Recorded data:
○ ○ ○

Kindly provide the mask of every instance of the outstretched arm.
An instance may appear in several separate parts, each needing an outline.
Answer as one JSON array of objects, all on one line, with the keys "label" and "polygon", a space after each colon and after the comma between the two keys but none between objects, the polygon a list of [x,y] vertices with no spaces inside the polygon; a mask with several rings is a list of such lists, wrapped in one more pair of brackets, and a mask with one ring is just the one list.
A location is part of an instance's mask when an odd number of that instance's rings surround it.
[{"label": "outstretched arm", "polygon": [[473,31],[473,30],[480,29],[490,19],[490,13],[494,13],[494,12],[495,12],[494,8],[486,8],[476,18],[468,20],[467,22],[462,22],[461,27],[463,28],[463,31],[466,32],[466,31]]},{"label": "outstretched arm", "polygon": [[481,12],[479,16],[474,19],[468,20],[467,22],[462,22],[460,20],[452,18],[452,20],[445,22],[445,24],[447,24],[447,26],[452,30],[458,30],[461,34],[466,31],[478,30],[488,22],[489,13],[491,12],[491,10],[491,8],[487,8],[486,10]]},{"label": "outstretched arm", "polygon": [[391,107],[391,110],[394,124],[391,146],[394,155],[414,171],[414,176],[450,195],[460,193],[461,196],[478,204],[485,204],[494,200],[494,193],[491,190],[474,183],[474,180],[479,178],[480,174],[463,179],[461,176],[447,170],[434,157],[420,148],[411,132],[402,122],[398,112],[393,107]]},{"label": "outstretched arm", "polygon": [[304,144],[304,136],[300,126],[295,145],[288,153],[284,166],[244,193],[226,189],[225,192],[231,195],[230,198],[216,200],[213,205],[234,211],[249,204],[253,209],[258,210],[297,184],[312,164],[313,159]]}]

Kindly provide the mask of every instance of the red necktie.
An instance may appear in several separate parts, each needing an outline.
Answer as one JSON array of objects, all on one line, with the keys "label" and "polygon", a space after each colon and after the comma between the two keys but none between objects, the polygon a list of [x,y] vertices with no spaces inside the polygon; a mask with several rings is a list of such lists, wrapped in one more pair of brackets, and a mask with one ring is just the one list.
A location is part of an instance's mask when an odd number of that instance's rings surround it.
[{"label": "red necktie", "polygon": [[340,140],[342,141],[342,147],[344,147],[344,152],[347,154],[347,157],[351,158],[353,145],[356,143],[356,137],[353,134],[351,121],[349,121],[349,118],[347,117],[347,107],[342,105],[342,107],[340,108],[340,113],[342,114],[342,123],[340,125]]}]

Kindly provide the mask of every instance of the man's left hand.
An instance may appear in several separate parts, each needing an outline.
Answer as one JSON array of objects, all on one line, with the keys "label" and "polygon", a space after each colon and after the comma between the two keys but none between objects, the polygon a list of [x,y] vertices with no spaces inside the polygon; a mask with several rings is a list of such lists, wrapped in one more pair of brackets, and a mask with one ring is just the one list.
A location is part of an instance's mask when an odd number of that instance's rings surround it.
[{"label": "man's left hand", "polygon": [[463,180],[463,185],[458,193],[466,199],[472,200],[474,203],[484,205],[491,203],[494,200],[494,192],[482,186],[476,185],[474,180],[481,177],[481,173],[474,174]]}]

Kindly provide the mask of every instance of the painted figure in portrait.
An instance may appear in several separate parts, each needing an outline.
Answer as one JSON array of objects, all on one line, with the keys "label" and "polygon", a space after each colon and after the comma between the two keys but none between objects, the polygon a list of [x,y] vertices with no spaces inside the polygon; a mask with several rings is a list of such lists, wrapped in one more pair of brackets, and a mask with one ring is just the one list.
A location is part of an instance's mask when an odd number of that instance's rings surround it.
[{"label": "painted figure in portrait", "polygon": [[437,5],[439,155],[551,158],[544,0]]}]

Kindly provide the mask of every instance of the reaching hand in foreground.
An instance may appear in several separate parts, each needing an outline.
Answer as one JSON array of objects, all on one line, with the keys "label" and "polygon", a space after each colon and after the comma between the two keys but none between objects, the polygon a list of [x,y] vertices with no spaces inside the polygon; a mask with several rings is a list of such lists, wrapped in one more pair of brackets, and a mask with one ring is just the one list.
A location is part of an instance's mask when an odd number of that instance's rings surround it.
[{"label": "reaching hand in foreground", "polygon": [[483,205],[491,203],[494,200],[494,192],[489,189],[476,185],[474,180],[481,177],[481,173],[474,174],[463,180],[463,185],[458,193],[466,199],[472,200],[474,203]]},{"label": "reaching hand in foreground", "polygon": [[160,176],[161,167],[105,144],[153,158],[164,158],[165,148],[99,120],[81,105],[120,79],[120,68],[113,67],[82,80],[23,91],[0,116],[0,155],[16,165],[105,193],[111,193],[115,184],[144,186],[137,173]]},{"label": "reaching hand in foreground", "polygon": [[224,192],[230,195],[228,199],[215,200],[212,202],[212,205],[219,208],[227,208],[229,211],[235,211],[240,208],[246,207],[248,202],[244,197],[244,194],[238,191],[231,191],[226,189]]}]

○ ○ ○

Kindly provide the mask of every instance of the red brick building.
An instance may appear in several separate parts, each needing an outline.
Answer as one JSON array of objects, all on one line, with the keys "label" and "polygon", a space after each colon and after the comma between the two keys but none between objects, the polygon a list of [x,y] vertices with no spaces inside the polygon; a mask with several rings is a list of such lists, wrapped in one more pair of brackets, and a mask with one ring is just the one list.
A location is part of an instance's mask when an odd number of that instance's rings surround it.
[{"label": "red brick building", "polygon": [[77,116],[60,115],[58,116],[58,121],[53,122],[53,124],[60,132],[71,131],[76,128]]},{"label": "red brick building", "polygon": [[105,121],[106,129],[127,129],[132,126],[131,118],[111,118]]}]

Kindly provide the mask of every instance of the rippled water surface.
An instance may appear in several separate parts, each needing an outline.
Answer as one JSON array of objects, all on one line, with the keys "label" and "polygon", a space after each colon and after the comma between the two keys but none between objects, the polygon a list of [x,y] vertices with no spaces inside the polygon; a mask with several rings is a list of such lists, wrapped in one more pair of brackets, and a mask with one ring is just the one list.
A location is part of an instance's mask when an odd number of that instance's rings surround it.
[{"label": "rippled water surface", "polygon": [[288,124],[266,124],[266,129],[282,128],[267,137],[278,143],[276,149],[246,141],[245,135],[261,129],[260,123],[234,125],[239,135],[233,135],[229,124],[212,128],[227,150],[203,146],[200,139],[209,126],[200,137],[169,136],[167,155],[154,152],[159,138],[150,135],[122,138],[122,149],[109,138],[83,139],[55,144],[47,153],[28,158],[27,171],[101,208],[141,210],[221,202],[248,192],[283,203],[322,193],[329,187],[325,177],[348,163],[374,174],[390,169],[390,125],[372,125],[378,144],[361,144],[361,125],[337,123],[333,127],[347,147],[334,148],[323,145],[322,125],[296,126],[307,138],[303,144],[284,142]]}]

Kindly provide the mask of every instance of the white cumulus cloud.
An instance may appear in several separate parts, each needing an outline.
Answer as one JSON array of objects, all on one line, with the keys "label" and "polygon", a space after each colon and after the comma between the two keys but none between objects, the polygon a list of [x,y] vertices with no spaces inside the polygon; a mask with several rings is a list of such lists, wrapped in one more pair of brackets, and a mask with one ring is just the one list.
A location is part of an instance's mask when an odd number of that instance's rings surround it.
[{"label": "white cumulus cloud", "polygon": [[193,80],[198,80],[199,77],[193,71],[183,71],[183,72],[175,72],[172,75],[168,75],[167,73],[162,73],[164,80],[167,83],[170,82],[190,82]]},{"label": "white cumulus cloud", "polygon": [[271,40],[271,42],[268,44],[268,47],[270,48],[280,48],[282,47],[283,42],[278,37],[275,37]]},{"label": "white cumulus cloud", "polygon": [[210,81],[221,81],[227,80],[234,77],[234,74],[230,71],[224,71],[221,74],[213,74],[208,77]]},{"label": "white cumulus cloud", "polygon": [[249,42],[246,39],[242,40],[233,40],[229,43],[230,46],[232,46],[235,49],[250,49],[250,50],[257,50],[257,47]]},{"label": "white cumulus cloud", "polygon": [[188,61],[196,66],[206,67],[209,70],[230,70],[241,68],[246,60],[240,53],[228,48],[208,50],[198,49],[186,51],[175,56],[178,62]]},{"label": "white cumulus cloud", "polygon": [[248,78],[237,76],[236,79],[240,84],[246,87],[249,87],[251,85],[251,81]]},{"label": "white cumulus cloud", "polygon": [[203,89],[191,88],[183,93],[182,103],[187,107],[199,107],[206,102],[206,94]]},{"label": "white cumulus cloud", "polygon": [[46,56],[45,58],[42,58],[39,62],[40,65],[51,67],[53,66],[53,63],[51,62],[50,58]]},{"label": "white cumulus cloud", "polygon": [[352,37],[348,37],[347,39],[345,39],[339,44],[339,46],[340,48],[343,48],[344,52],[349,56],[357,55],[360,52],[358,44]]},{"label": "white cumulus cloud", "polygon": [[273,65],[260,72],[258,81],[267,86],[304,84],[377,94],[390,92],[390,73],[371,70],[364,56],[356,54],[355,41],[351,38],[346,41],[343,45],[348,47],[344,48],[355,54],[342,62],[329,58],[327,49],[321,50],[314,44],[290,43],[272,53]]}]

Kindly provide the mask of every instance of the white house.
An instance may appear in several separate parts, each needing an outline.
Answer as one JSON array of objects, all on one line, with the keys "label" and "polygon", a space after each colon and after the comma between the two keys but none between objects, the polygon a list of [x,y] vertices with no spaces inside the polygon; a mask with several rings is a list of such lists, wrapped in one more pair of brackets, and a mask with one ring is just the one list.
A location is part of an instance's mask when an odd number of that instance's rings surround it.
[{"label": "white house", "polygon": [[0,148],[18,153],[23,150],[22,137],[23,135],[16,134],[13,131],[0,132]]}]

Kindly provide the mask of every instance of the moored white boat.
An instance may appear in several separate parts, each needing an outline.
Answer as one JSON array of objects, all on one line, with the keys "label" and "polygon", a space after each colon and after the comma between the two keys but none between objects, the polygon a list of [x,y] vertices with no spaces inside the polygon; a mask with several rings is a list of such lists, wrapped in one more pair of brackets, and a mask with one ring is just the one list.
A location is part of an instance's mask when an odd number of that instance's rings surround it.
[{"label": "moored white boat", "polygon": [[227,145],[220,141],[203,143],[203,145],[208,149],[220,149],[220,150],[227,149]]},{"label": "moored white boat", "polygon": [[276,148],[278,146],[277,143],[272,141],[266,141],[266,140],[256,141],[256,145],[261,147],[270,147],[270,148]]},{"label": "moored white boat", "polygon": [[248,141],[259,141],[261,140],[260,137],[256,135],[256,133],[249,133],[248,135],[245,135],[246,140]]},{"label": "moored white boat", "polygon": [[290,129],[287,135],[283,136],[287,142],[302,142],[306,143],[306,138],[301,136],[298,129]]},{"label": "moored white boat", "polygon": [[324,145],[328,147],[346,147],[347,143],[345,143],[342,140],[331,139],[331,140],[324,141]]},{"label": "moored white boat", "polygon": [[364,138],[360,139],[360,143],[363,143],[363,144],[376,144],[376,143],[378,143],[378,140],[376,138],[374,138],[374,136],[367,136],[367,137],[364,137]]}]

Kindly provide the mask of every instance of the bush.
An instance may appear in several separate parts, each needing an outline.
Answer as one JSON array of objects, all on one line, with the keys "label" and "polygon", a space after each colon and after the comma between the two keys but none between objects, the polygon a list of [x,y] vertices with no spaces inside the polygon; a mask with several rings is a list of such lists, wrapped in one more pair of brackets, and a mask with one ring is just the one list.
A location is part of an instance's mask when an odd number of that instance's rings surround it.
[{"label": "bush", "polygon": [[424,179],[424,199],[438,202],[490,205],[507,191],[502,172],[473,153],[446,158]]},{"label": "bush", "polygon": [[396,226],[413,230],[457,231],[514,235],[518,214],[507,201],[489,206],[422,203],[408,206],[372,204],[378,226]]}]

○ ○ ○

Task prompt: Copy all lines above containing the string "provide".

Response area:
Kindly provide the mask of every instance of the outstretched arm.
Kindly provide the mask of every instance of the red necktie.
Kindly provide the mask of every instance of the man's left hand.
Kindly provide the mask of every instance of the painted figure in portrait.
Kindly provide the mask of every instance of the reaching hand in foreground.
Kindly provide the mask of every instance of the red brick building.
Kindly provide the mask of every instance of the rippled water surface.
Kindly provide the mask of every instance of the white cumulus cloud.
Kindly provide the mask of every instance of the white house.
Kindly provide the mask of every instance of the moored white boat.
Kindly provide the mask of every instance of the bush.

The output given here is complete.